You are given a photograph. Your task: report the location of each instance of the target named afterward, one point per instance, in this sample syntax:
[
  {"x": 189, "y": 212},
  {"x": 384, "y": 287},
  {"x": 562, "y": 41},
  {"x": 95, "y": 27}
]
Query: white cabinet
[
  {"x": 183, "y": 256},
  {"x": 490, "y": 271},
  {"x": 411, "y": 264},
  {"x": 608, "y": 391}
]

= Problem to work on =
Please count the lines in the data above that contain the string "this", with case counting, and reply with only that number.

= Solution =
1